Collected data
══════════════════════════════

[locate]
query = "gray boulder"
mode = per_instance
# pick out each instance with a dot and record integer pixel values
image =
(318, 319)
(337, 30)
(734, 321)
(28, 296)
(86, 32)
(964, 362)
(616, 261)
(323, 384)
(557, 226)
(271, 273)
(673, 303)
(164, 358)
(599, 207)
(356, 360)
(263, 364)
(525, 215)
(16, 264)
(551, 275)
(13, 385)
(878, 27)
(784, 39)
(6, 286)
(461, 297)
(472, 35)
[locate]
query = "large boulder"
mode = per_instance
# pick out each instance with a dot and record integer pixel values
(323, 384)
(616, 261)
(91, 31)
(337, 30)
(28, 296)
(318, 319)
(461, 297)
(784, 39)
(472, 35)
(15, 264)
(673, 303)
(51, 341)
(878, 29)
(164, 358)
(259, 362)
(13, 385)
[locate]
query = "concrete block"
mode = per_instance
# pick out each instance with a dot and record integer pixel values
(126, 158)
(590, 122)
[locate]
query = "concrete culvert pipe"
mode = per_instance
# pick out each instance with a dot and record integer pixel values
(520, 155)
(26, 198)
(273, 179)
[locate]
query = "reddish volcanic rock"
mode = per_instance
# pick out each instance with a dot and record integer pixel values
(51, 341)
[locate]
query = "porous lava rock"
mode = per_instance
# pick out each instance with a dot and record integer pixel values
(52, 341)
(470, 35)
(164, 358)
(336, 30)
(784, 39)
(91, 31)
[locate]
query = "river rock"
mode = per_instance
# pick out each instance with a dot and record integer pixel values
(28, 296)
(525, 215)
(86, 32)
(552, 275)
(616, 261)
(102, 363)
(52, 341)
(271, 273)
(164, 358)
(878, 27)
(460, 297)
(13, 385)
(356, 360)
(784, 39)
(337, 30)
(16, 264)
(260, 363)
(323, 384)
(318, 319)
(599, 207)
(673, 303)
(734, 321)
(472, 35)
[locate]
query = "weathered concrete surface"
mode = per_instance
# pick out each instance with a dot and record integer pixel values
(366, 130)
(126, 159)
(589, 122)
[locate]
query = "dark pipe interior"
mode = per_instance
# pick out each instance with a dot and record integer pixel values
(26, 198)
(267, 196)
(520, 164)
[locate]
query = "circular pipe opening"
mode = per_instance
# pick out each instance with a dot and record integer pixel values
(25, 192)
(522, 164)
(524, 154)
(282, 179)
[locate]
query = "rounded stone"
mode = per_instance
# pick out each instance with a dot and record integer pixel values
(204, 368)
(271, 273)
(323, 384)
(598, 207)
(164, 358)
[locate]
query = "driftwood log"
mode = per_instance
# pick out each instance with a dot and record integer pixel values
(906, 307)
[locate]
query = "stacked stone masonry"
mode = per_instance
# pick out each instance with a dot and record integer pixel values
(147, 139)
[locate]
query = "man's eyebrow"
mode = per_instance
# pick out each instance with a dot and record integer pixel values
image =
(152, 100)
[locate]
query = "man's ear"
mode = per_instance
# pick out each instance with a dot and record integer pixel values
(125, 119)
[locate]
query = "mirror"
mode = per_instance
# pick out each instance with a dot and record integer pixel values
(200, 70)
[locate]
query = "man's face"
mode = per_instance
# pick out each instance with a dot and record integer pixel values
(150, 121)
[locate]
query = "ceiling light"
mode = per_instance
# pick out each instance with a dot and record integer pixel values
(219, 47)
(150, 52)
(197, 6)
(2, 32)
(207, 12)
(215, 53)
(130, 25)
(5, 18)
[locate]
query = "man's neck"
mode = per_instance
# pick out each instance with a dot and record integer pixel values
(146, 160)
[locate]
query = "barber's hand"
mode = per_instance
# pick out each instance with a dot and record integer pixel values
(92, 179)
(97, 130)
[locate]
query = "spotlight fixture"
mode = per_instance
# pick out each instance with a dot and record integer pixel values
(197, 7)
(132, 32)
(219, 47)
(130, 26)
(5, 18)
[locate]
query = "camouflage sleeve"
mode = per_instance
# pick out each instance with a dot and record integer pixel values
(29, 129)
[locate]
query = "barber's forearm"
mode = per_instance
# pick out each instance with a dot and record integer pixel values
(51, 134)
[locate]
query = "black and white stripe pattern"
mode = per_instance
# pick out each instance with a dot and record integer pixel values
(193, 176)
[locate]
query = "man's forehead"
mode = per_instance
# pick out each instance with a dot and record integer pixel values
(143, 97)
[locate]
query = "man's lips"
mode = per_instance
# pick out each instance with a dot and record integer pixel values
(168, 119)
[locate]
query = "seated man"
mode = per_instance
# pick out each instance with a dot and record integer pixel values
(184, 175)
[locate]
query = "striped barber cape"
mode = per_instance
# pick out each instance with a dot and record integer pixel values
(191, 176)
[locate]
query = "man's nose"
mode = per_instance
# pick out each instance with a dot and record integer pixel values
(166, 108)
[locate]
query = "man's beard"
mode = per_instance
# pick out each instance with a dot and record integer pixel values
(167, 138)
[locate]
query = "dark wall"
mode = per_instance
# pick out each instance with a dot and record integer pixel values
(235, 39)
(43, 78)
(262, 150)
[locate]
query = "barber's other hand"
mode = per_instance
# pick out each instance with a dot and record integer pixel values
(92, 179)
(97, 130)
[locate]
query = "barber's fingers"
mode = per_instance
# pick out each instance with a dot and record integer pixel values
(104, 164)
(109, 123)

══════════════════════════════

§ WHAT NEEDS TO BE DONE
Find every line in the items above that contains the string "barber", and copy each of those lines in full.

§ THE OUTPUT
query = "barber's hand"
query = "barber's forearm"
query = "striped barber cape"
query = "barber's other hand"
query = "barber's fingers"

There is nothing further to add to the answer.